* [Text passage]
☆ ☆ ☆ ☆ ☆ ☆ ☆
Many lawyers will have heard horror stories of slip ups that have been made in court. A recent decision in the Patents Court reminds practitioners that the rule allowing the court to correct accidental slips is perhaps not as extensive as some may think.
When a mistake is noticed on an order, lawyers often look to CPR 40.12 or ‘the Slip Rule’ for help. The rule deals with the correction of errors in judgments and orders by the court. While the rule appears uncomplicated the white book notes it is one of the “most widely known but misunderstood rules”.
The Slip Rule can be cost effective in resolving situations where an order has an incorrect date or there is a typographical error. Through without notice correspondence a party can have the order amended by the Slip Rule. However, where a mistake has been made by a representative, relying on the court’s discretion under the Slip Rule is by no means guaranteed – as parties are learning to their detriment.
In LEO Pharma A/S, Leo Laboratories Limited v Sandoz Limited  EWHC 1911, the defendant Sandoz sought to rely on the Slip Rule to correct an order made by consent. The order had been made following a patent infringement trial. Justice Floyd ordered a stay of the final orders pending an appeal by Sandoz. The parties were asked to draw up the order and emails between respective counsel followed in an attempt to try and agree the order.
☆ ☆ ☆ ☆ ☆ ☆ ☆
Dataset entries
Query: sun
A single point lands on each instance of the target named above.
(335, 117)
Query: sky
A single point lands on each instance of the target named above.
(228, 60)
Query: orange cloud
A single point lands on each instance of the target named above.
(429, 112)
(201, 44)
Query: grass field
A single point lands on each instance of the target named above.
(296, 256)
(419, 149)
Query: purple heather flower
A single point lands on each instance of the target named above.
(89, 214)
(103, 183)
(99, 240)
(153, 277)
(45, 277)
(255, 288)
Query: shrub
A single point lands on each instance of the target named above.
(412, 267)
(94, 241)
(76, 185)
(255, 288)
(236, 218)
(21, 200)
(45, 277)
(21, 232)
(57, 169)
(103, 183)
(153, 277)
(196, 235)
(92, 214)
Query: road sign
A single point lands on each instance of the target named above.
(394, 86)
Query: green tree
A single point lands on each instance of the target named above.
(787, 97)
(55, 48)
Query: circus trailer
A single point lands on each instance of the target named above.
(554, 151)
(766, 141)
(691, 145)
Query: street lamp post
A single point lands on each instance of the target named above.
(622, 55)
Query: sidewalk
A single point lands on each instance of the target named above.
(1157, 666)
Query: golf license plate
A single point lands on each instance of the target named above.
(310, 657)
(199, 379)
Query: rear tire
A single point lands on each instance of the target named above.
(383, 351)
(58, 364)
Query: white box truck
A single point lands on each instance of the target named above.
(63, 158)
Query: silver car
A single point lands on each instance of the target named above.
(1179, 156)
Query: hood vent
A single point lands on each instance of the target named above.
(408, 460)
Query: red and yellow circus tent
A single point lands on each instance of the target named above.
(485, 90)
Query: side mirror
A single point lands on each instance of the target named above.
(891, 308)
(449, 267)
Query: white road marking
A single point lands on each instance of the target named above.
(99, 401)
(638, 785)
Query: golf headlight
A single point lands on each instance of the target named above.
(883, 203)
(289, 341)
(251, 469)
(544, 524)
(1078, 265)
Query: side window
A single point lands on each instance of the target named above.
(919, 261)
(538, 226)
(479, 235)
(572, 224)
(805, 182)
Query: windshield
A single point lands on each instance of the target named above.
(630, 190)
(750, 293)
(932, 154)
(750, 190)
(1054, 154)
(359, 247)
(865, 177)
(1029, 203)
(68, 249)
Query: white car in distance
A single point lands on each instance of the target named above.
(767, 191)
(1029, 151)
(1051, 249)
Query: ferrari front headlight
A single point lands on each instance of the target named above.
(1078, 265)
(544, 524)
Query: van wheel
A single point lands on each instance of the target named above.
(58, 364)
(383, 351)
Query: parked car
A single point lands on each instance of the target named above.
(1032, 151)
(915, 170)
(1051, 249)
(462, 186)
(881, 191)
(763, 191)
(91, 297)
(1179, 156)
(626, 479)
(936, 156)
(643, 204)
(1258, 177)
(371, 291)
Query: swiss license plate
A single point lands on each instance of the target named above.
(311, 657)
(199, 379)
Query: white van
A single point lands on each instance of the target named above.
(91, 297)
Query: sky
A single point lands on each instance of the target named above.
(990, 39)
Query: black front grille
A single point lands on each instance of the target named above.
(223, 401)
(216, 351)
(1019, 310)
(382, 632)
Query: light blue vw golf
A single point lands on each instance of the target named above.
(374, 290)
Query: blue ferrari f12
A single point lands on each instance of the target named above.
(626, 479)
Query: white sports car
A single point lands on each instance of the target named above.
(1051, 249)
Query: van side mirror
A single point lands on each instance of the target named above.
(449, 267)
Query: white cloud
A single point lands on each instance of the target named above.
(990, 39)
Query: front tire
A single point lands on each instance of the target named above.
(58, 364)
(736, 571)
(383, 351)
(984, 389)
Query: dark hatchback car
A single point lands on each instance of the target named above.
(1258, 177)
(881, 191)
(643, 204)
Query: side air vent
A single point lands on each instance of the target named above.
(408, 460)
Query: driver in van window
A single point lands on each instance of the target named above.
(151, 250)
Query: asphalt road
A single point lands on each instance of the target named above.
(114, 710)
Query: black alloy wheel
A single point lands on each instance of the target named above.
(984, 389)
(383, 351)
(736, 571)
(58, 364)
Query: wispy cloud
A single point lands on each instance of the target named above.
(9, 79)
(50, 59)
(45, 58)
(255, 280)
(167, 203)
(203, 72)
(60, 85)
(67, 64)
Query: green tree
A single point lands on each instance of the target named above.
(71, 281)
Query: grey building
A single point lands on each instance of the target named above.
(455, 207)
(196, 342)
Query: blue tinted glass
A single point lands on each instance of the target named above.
☆ ☆ ☆ ☆ ☆ ☆ ☆
* [Exercise directions] Continue the text about the Slip Rule from the point where it stops above.

* [Task output]
To avoid unnecessary costs, Sandoz’s counsel advised that it would agree the claimant’s LEO’s form of order. The order was signed by junior counsel. It was only later that Sandoz realised that paragraph 9 of the order provided for the LEO to recover “any sums found due on the taking of said inquiry into damages or account of profits together with interest at eight per cent from the date of this order”.
Sandoz had not intended to agree to pay such interest but was bound by the order to do so when its appeal was dismissed. Sandoz applied under the Slip Rule for the order to be amended to remove the interest provision, submitting that is was “clearly an error”.
Sandoz argued that paragraph 9 of the order had not been considered or discussed in emails between counsel and that counsel had no recollection of discussing interest provisions. Furthermore, interest provisions had never been the subject of discussions between Sandoz’s solicitor and its counsel nor the subject of correspondence with LEO’s solicitors. Also, Sandoz had previously objected to interest and its counsel had not given any indication to LEO’s counsel that those objections had been withdrawn. Nevertheless, the court found that the Slip Rule could not be used to amend the order. Paragraph 9 was to remain.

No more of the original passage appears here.